INFORMATION SUPPLIED:
────
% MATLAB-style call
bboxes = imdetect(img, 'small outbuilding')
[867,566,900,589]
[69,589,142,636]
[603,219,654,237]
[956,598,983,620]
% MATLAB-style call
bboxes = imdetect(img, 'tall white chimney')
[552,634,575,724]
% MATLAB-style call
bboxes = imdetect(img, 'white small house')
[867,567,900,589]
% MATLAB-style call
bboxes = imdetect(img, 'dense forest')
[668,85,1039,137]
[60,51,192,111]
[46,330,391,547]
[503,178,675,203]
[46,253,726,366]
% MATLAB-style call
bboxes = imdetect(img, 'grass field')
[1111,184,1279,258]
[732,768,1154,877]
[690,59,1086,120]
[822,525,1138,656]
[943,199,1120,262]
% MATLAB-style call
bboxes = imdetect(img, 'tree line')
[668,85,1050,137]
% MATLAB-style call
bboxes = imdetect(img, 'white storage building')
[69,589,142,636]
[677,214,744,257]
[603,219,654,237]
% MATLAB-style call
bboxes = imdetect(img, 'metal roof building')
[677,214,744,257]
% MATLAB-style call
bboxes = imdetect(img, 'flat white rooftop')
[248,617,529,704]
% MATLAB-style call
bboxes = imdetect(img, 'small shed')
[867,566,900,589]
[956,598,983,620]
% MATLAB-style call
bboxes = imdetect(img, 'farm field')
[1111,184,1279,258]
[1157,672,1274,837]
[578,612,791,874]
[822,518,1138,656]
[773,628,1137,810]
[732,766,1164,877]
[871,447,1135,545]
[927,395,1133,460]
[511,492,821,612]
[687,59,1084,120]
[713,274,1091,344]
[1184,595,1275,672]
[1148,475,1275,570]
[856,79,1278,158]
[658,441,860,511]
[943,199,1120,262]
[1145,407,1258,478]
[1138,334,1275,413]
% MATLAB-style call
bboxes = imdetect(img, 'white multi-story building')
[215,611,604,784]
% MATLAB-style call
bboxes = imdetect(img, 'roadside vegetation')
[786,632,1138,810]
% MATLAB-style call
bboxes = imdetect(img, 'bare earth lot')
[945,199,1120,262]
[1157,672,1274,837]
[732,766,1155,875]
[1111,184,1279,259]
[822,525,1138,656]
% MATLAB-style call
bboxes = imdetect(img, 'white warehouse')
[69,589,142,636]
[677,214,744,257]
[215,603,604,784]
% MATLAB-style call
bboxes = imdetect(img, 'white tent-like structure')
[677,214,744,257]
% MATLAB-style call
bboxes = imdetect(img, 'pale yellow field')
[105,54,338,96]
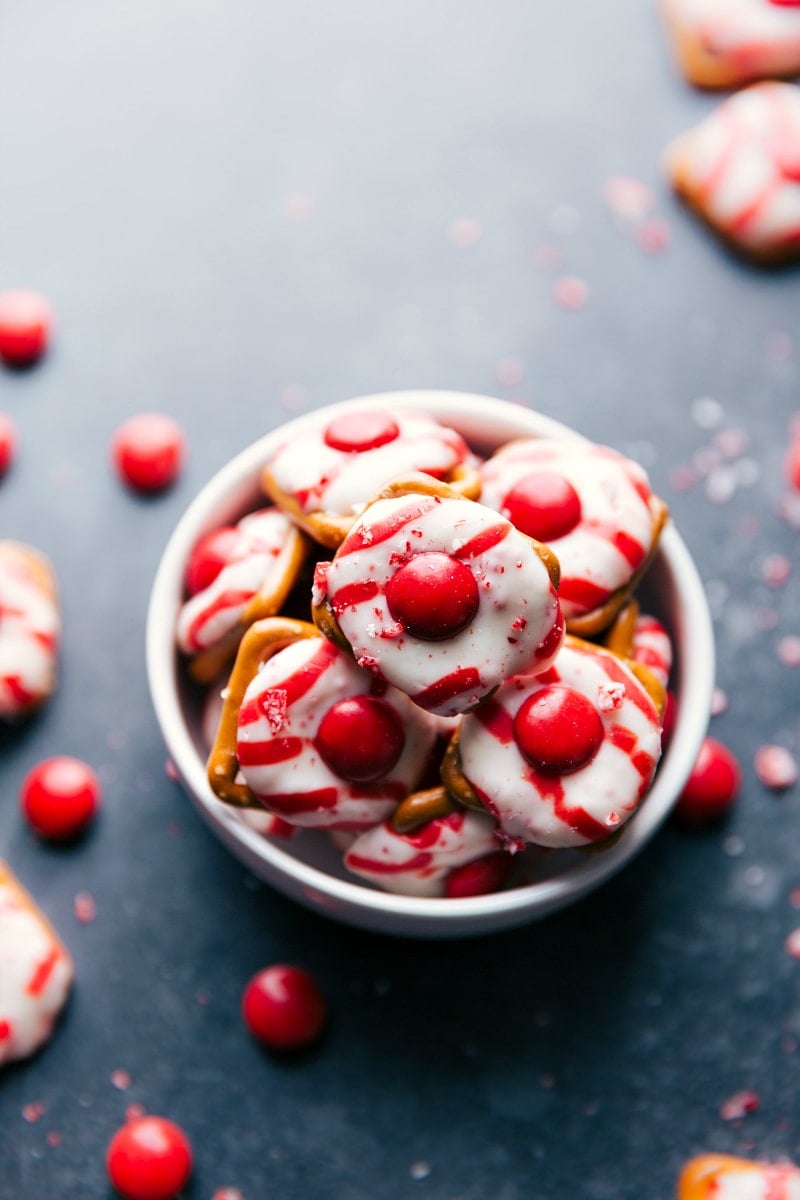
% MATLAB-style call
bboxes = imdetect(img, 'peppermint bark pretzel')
[176,509,308,683]
[664,83,800,266]
[480,438,668,637]
[0,539,61,720]
[441,637,663,848]
[660,0,800,89]
[0,862,74,1067]
[312,475,564,716]
[209,618,438,829]
[261,409,480,550]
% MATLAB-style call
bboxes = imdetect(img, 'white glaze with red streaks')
[236,637,437,829]
[178,509,293,654]
[480,438,654,624]
[262,409,474,517]
[666,83,800,257]
[459,640,661,847]
[0,541,61,719]
[315,494,563,716]
[0,864,73,1066]
[344,811,500,896]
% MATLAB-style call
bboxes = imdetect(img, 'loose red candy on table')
[314,696,405,784]
[674,737,741,826]
[242,964,327,1050]
[19,755,102,841]
[112,413,185,492]
[0,413,17,478]
[386,551,480,642]
[106,1116,193,1200]
[0,288,53,367]
[186,526,241,596]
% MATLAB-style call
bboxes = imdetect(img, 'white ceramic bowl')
[146,391,714,937]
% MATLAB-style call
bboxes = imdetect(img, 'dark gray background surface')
[0,0,800,1200]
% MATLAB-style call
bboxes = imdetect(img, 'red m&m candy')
[19,755,101,841]
[242,964,327,1050]
[0,288,53,367]
[674,737,741,826]
[106,1116,193,1200]
[112,413,185,492]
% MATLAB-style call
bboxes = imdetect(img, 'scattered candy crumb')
[754,745,798,791]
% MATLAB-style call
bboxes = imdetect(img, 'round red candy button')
[112,413,185,492]
[314,696,405,784]
[513,684,603,775]
[19,755,101,841]
[674,737,741,826]
[503,470,581,542]
[242,964,327,1050]
[186,526,239,596]
[0,413,17,478]
[386,551,479,642]
[106,1116,192,1200]
[324,412,399,454]
[0,288,53,367]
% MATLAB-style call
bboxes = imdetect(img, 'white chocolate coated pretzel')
[315,492,563,716]
[0,540,61,719]
[450,638,661,848]
[0,863,74,1066]
[666,83,800,264]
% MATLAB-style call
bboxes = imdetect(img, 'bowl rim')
[145,389,715,936]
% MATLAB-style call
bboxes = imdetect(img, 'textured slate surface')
[0,0,800,1200]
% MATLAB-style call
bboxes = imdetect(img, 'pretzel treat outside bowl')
[0,539,61,721]
[148,391,714,937]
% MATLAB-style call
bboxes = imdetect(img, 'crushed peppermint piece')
[720,1088,760,1121]
[73,892,97,925]
[783,929,800,959]
[754,745,798,792]
[553,275,589,312]
[776,634,800,667]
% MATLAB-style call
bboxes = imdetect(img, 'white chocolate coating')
[176,509,298,654]
[662,0,800,86]
[344,811,500,896]
[0,541,61,719]
[315,494,563,716]
[236,637,437,829]
[262,409,473,517]
[480,438,654,625]
[666,83,800,258]
[459,641,661,848]
[631,613,673,688]
[678,1154,800,1200]
[0,866,73,1066]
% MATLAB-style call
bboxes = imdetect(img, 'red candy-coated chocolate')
[186,526,240,596]
[324,412,399,454]
[386,551,479,642]
[513,684,603,775]
[314,696,405,784]
[242,964,327,1050]
[0,288,53,367]
[19,755,102,841]
[674,737,741,826]
[112,413,184,492]
[106,1116,193,1200]
[445,850,512,900]
[503,470,581,541]
[0,413,17,476]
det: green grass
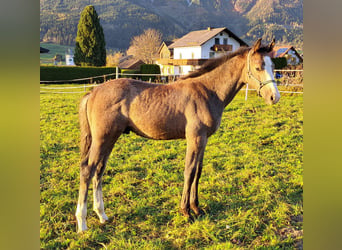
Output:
[40,89,303,249]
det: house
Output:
[157,27,248,75]
[119,55,145,70]
[65,49,75,66]
[270,46,303,65]
[40,47,50,54]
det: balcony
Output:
[157,58,210,66]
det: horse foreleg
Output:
[181,136,207,220]
[190,152,204,216]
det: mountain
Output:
[40,0,303,50]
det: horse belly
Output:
[129,112,185,140]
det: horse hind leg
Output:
[76,131,122,232]
[76,154,95,232]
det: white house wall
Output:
[173,46,201,59]
[174,32,240,59]
[201,32,240,59]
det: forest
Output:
[40,0,303,50]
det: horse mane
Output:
[180,46,268,80]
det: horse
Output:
────
WHAT YOU WILL DO: Please rewrite the listing above with "horse belly" renamed to "horse abdomen" and everything else unchanged. Leave the pictures out of your answer.

TASK OUTPUT:
% MATLAB-style call
bboxes = imdetect(img, 'small outbuilding')
[867,566,900,589]
[69,589,142,636]
[603,219,654,237]
[956,598,983,620]
% MATLAB-style call
bboxes = imdetect(img, 'tall white chimney')
[552,634,575,724]
% MATLAB-style call
bboxes = imdetect(img, 'white small house')
[867,567,900,589]
% MATLAB-style call
bboxes = imdetect(img, 'dense forest')
[668,85,1039,137]
[60,51,192,111]
[46,330,391,547]
[503,178,675,203]
[46,253,726,366]
% MATLAB-style call
bboxes = imdetect(img, 'grass field')
[1111,184,1279,258]
[732,768,1154,877]
[690,59,1086,120]
[822,525,1138,656]
[943,199,1120,262]
% MATLAB-style call
bboxes = imdetect(img, 'tree line')
[668,85,1050,137]
% MATLAB-style call
bboxes = imdetect(img, 'white storage building')
[69,589,142,636]
[677,214,744,257]
[603,219,654,237]
% MATLAB-style call
bboxes = imdetect(img, 'metal roof building')
[677,214,744,257]
% MATLAB-style call
bboxes = imdetect(img, 'flat white rooftop')
[248,617,529,704]
% MATLAB-style call
bboxes = imdetect(img, 'small shed')
[867,566,900,589]
[956,598,983,620]
% MATLAB-style call
bboxes = imdetect(img, 'farm field')
[1111,184,1279,258]
[1157,672,1274,837]
[578,612,791,874]
[822,518,1138,656]
[773,628,1137,810]
[732,766,1164,877]
[871,447,1135,545]
[927,395,1133,460]
[511,492,821,612]
[687,59,1084,120]
[713,274,1091,344]
[1184,595,1275,672]
[1148,475,1275,570]
[856,79,1278,158]
[658,441,860,511]
[943,199,1120,262]
[1145,407,1258,478]
[1138,334,1275,413]
% MATLAB-style call
bboxes = imdetect(img, 'white multi-story building')
[215,611,604,784]
% MATLAB-style call
bboxes = imdetect(img, 'roadside vegetation')
[786,632,1138,810]
% MATLAB-style call
bboxes = imdetect(img, 'bare earth lot')
[945,199,1120,262]
[1157,672,1274,837]
[732,766,1155,875]
[1111,184,1279,259]
[822,525,1138,656]
% MATLAB-style call
bboxes = imdetect(img, 'white warehouse')
[69,589,142,636]
[677,214,744,257]
[215,603,604,784]
% MATLAB-style call
bboxes = imdetect(img, 'white tent-like structure')
[677,214,744,257]
% MATLAB-style call
bboxes = imdetect(img, 'pale yellow field')
[105,54,338,96]
% MATLAB-style call
bboxes = imdetect(img, 'peppermint bark pretzel')
[176,509,308,683]
[664,83,800,266]
[480,438,668,637]
[0,539,61,720]
[441,637,663,848]
[660,0,800,89]
[0,862,74,1067]
[312,475,564,716]
[209,618,438,829]
[261,409,480,550]
% MATLAB-style call
bboxes = imdetect(img, 'white glaze with red streaks')
[236,637,437,829]
[178,509,293,654]
[480,438,654,624]
[262,409,474,517]
[666,83,800,257]
[459,640,661,847]
[0,541,61,719]
[315,494,563,716]
[0,864,73,1066]
[344,811,500,896]
% MATLAB-style call
bboxes = imdetect(img, 'loose red candy on table')
[314,696,405,784]
[674,737,741,826]
[242,964,327,1050]
[19,755,102,841]
[112,413,185,492]
[0,413,17,478]
[386,551,480,642]
[106,1116,193,1200]
[0,288,53,367]
[186,526,241,596]
% MATLAB-style call
bboxes = imdetect(img, 'white ceramic bowl')
[146,391,714,937]
% MATLAB-style call
bboxes = imdetect(img, 'dark gray background surface')
[0,0,800,1200]
% MATLAB-style call
bboxes = imdetect(img, 'red m&m candy')
[19,755,101,841]
[242,964,327,1050]
[0,288,53,367]
[674,737,741,826]
[106,1116,193,1200]
[112,413,185,492]
% MATLAB-style call
bboxes = imdetect(img, 'scattered candy crumb')
[754,745,798,791]
% MATLAB-style call
bboxes = imdetect(img, 'round red candy button')
[112,413,185,492]
[314,696,405,784]
[513,684,603,775]
[19,755,101,841]
[674,737,741,826]
[503,470,581,542]
[242,964,327,1050]
[186,526,239,596]
[0,413,17,478]
[386,551,479,642]
[106,1116,192,1200]
[324,412,399,454]
[0,288,53,367]
% MATLAB-style call
bboxes = imdetect(img, 'white chocolate coated pretzel')
[315,492,563,716]
[0,540,61,719]
[450,638,661,848]
[0,863,74,1066]
[666,83,800,264]
% MATLAB-style call
bboxes = imdetect(img, 'bowl rim')
[145,389,715,936]
% MATLAB-style call
bboxes = imdetect(img, 'textured slate surface')
[0,0,800,1200]
% MATLAB-style call
bboxes = imdetect(img, 'pretzel treat outside bowl')
[0,539,61,721]
[148,391,714,937]
% MATLAB-style call
bboxes = imdetect(img, 'crushed peppermint piece')
[720,1088,760,1121]
[73,892,97,925]
[783,929,800,959]
[754,745,798,792]
[553,275,589,312]
[776,634,800,667]
% MATLAB-style call
bboxes = imdetect(img, 'white chocolate coating')
[176,509,298,654]
[662,0,800,86]
[344,811,500,896]
[0,541,61,719]
[315,494,563,716]
[236,637,437,829]
[262,409,473,517]
[480,438,654,625]
[666,83,800,258]
[459,641,661,848]
[631,613,673,688]
[678,1154,800,1200]
[0,866,73,1066]
% MATLAB-style call
bboxes = imdetect(img, 'red candy-coated chocolate')
[186,526,240,596]
[324,412,399,454]
[386,551,479,642]
[513,684,603,775]
[314,696,405,784]
[242,964,327,1050]
[0,288,53,367]
[19,755,102,841]
[674,737,741,826]
[112,413,184,492]
[106,1116,193,1200]
[445,850,512,900]
[503,470,581,541]
[0,413,17,476]
det: green grass
Output:
[40,89,303,249]
det: house
Output:
[157,27,248,75]
[119,55,145,70]
[65,49,75,66]
[270,46,303,65]
[40,47,50,54]
det: balcony
Output:
[157,58,210,66]
det: horse foreleg
Output:
[181,136,207,220]
[190,152,204,216]
det: mountain
Output:
[40,0,303,50]
det: horse abdomen
Output:
[129,112,185,140]
det: horse hind leg
Output:
[76,131,122,232]
[76,154,95,232]
det: white house wall
Output:
[173,46,201,59]
[174,32,240,59]
[201,32,240,59]
det: forest
Output:
[40,0,303,50]
det: horse mane
Output:
[180,46,268,80]
det: horse
Output:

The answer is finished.